Source data:
+---+

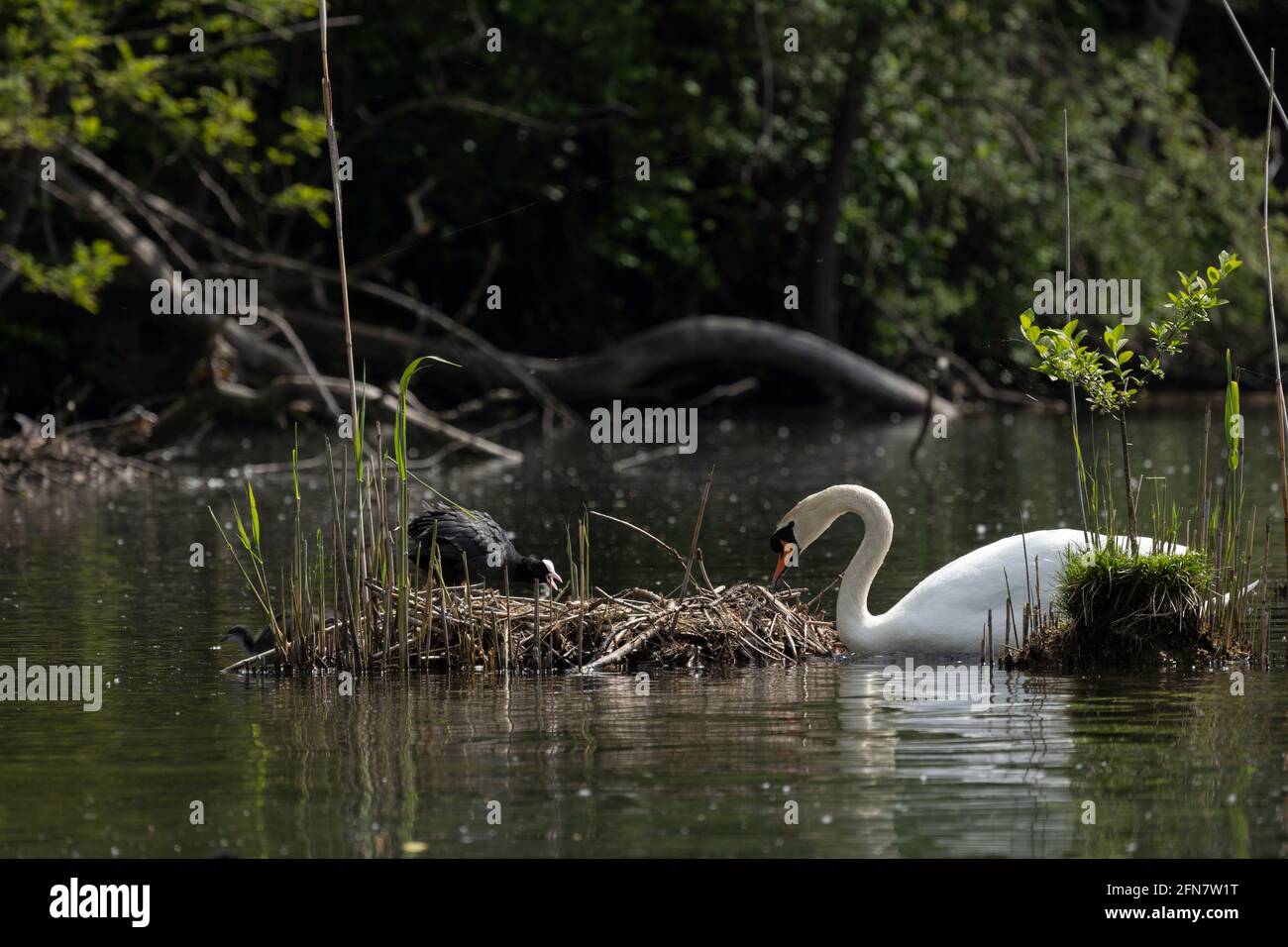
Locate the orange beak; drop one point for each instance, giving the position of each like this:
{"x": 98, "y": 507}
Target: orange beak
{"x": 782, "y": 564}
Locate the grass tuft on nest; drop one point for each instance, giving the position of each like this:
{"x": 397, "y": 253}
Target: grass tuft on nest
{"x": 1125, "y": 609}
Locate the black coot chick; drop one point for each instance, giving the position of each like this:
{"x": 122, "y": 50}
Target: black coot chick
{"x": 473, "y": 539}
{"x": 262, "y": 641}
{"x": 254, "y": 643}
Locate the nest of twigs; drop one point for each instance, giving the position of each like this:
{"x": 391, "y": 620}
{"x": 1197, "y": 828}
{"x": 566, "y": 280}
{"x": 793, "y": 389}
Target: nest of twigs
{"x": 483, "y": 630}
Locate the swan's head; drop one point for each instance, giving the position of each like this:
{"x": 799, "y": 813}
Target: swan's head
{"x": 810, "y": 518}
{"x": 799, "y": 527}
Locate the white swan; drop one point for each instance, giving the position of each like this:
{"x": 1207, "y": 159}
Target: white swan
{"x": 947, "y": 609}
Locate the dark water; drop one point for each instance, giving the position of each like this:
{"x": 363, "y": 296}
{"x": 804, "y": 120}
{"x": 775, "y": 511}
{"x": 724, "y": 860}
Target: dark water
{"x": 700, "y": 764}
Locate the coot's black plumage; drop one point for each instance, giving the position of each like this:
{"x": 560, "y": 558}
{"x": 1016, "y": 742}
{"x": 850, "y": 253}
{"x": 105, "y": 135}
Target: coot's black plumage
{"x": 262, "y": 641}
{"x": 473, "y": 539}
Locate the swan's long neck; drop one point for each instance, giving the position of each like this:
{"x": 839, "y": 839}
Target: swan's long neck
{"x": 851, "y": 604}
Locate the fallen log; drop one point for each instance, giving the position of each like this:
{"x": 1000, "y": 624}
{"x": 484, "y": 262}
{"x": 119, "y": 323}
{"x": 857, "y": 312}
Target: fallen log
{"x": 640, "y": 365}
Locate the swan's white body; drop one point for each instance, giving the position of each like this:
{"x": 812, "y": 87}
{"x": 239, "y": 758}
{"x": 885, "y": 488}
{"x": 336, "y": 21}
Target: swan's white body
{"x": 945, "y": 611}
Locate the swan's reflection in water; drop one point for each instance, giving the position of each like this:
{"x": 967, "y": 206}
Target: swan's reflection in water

+---+

WHAT IS NEEDED: Copy the material above line for line, without the pictures.

PROBLEM SOLUTION:
Locate the orange beak; drop one point for each instance, giving the position of each like this:
{"x": 98, "y": 507}
Target: orange beak
{"x": 782, "y": 564}
Locate the grass tuft on nest; drop one point for each instance, giving the position of each like this:
{"x": 397, "y": 253}
Target: grass tuft on nest
{"x": 1125, "y": 609}
Locate the black coot chick; drop one point for each instance, giving the position of each like this:
{"x": 122, "y": 50}
Target: black coot chick
{"x": 473, "y": 539}
{"x": 262, "y": 641}
{"x": 254, "y": 643}
Locate the nest of twigs; drop one point for each instance, giving the position of each like this:
{"x": 391, "y": 620}
{"x": 1197, "y": 828}
{"x": 566, "y": 280}
{"x": 793, "y": 389}
Target: nest of twigs
{"x": 483, "y": 630}
Locate the swan's head; drop one point for each instance, giving the position of each like this:
{"x": 799, "y": 813}
Target: swan's head
{"x": 810, "y": 518}
{"x": 799, "y": 527}
Locate the white swan; drop one point for each instance, giving the position of each like this:
{"x": 1207, "y": 159}
Target: white swan
{"x": 947, "y": 609}
Locate the dark water; drop one point for each instance, giving the position of each like this:
{"x": 363, "y": 296}
{"x": 804, "y": 120}
{"x": 775, "y": 511}
{"x": 724, "y": 860}
Target: dark water
{"x": 700, "y": 764}
Locate the coot's black plumage; drop one point for each instance, giving the position of each like this:
{"x": 560, "y": 558}
{"x": 1016, "y": 742}
{"x": 850, "y": 253}
{"x": 105, "y": 135}
Target: coot's black plumage
{"x": 262, "y": 641}
{"x": 473, "y": 539}
Locate the swan's long neck; drop one point for each instance, giving the position of each like this:
{"x": 839, "y": 839}
Target: swan's long neck
{"x": 851, "y": 604}
Locate the fallen log; drop one point for each instance, giving the position of each like this:
{"x": 1000, "y": 624}
{"x": 484, "y": 262}
{"x": 119, "y": 323}
{"x": 857, "y": 312}
Target: fallen log
{"x": 640, "y": 365}
Locate the swan's white body; drop one point for each instance, giving the position of each like this:
{"x": 812, "y": 87}
{"x": 239, "y": 758}
{"x": 885, "y": 488}
{"x": 336, "y": 21}
Target: swan's white body
{"x": 945, "y": 611}
Locate the swan's reflection in water; drop one point for each instance, giving the position of each like this:
{"x": 967, "y": 206}
Target: swan's reflection in water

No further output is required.